§ **EXERCISE INSTRUCTIONS**: All entries below need to be written out exactly, but without their pictures.

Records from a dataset
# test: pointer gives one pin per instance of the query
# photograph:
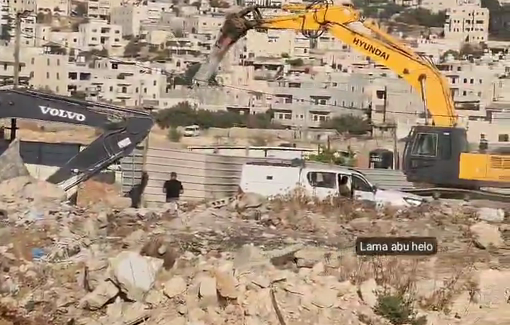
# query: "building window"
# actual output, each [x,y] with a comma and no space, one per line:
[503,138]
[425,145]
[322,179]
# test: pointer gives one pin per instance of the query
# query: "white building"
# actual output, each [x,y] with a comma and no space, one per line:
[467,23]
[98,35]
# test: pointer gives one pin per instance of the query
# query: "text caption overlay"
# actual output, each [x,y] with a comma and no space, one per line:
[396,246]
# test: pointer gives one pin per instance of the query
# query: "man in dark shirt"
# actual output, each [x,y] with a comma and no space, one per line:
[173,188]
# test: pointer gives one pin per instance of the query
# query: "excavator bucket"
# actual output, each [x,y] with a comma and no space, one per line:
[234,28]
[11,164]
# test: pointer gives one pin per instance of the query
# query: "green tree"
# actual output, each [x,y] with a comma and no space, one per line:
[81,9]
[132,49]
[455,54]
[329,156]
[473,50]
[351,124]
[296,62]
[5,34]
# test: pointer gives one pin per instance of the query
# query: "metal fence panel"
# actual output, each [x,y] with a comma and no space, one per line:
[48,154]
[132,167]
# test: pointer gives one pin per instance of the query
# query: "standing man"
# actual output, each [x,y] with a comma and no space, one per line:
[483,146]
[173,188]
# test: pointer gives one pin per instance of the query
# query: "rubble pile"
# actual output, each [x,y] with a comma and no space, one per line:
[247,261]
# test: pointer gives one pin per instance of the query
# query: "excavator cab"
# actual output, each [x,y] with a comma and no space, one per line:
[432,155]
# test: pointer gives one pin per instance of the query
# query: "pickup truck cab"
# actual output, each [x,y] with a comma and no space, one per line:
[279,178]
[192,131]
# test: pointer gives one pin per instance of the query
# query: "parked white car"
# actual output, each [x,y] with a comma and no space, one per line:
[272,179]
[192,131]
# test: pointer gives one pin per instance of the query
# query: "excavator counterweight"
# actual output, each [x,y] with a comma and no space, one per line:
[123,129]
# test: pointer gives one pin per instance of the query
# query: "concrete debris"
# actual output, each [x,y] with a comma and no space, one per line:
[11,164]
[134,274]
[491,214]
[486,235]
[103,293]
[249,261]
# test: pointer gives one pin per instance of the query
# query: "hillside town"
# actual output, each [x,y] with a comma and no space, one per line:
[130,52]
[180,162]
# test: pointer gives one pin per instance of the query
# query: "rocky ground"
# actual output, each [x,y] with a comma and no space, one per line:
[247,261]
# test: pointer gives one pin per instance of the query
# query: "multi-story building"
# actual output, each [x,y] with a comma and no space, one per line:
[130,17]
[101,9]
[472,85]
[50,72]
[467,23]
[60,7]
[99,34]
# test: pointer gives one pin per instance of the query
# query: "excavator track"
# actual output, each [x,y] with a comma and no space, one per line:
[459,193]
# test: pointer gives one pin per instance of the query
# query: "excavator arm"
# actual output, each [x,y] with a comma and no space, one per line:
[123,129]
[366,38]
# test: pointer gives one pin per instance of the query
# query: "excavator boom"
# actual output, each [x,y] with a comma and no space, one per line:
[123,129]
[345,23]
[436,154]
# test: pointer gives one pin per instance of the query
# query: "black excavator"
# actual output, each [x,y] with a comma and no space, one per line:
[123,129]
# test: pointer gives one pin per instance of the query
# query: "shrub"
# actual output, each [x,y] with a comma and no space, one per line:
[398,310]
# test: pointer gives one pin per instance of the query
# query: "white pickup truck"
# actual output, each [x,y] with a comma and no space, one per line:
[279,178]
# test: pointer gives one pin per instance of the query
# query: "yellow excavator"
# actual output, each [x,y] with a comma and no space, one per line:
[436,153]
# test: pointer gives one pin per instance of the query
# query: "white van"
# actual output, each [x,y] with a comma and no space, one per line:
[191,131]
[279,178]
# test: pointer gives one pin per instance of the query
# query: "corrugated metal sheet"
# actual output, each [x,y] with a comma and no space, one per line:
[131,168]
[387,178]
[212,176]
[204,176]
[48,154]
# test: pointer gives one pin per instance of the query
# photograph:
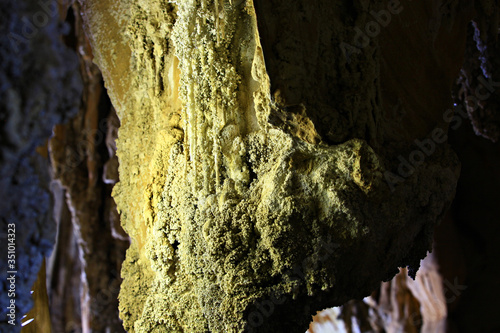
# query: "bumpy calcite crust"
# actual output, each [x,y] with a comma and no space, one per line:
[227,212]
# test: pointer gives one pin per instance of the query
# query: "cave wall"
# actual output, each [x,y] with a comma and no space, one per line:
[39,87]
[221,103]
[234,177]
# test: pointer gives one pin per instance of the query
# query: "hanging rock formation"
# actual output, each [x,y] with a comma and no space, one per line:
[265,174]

§ **TASK OUTPUT**:
# test: pointer gives one pin per instance of the query
# photograph:
# query: "building window"
# actual output, each [x,y] with a comma and no space, one per line:
[503,138]
[425,145]
[322,179]
# test: pointer gives one pin per instance of the query
# query: "white building"
# actual output, each [x,y] with a comma and no space, one per line:
[467,23]
[98,35]
# test: pointer gives one pin per instance of the query
# query: "text caption overlay"
# actual output, each [x,y] with a comma and no space, one per line:
[396,246]
# test: pointer gives one pin per instance of the query
# query: "man in dark shirt"
# actual output, each [x,y] with a comma and no space, one per line:
[173,188]
# test: pointer gives one pin per instance of the query
# query: "excavator bucket"
# actual output, each [x,y] with a comma and no space, one per line:
[234,28]
[11,164]
# test: pointer gives one pin per instance of the query
# query: "green tree"
# actual output, each [x,y] with a comma and no space, one per line:
[81,9]
[132,49]
[455,54]
[329,156]
[473,50]
[351,124]
[296,62]
[5,34]
# test: pointer gives one pin per instance of the query
# query: "metal fence panel"
# actual output, each [x,y] with a comma and no space, one per line:
[48,154]
[132,167]
# test: pointer gives one pin per instance of the query
# query: "standing man"
# actual output, each [x,y] with a comma and no space, one per line:
[483,146]
[173,188]
# test: pointer gives one pin per instance of the query
# query: "rubble pile"
# actual output, each [x,y] with a comma and no space, one per line:
[247,261]
# test: pointer gives one pin per instance of the query
# query: "excavator cab"
# actual output, each [x,y] with a comma and no space, one per line:
[432,155]
# test: pointer gives one pin per instance of the query
# query: "pickup truck cab"
# actual output, each [x,y] with a comma and no space, one per line:
[279,178]
[192,131]
# test: pointer gives one pin per instance of the query
# query: "parked white car"
# actual output, each [x,y] with a comma and no space, one per line:
[272,179]
[192,131]
# test: pointer gives one pin per instance of the query
# query: "excavator counterweight"
# actual output, each [x,y] with a comma and no space, one per line:
[123,129]
# test: pointer gives one pin per instance of the query
# query: "concrete debris"
# actual output, each [x,y] with a comma and no space, one per line:
[11,164]
[134,274]
[491,214]
[486,235]
[103,293]
[249,261]
# test: pointer gives one pin per instance of the query
# query: "hillside town"
# actual output, each [x,y] with a comma and no space, one per line:
[130,52]
[180,162]
# test: pointer gives one pin per instance of the query
# query: "rocky ground"
# actual output, each [x,y] with a comma and no space, one per line:
[247,261]
# test: pointer gives one pin per instance of the query
# query: "multi-story building"
# actual output, each [x,y] with a comma and no space, one per line:
[130,17]
[101,9]
[472,85]
[50,72]
[467,23]
[60,7]
[99,34]
# test: pointer gives one pin per instance of the query
# query: "excavator track"
# actual output, each [x,y] with a comma and no space, one per line:
[459,193]
# test: pointer gives one pin per instance of the query
# query: "excavator arm"
# actual output, each [x,y] with a comma and no space, one per line:
[123,129]
[366,38]
# test: pointer gives one pin per instance of the query
# query: "excavator boom"
# actual output, each [x,y] with a comma and no space, one per line:
[123,129]
[345,23]
[436,154]
# test: pointer gives one pin per instance of the query
# query: "black excavator"
# actual output, each [x,y] with a comma and no space, one per line:
[123,129]
# test: pointer gives one pin per instance of the query
# query: "shrub"
# actual output, each [x,y] with a comma and no space, one per line:
[398,310]
# test: pointer gives one pin per instance of the query
# query: "white pickup truck"
# actual output, each [x,y] with a comma and no space, one per line:
[279,178]
# test: pointer gives one pin per instance of the query
# query: "yellow excavator"
# actual output, each [x,y] with a comma and no space, one per line:
[436,153]
# test: pointer gives one pin per instance of the query
# query: "white van"
# actual output, each [x,y] with a comma and no space, one per line:
[191,131]
[279,178]
# test: pointer gives one pin per instance of the query
# query: "corrugated metal sheet"
# actual output, each [x,y] with a comma and no space, one per line:
[131,168]
[387,178]
[212,176]
[204,176]
[48,154]
# test: pointer gives one pin per instance of the query
# photograph:
# query: "bumpy calcite crust"
# actual output, each [x,y] with a comma and no space, one per line:
[227,212]
# test: pointer gives one pin per instance of the query
# query: "cave wall"
# actual output, each [x,y] with a comma and no space, one per line:
[39,87]
[221,103]
[234,177]
# test: pointer gives one pin per instance of the query
# query: "hanging rock formation"
# actual output, each [x,y] with a comma and no space, one per line:
[265,174]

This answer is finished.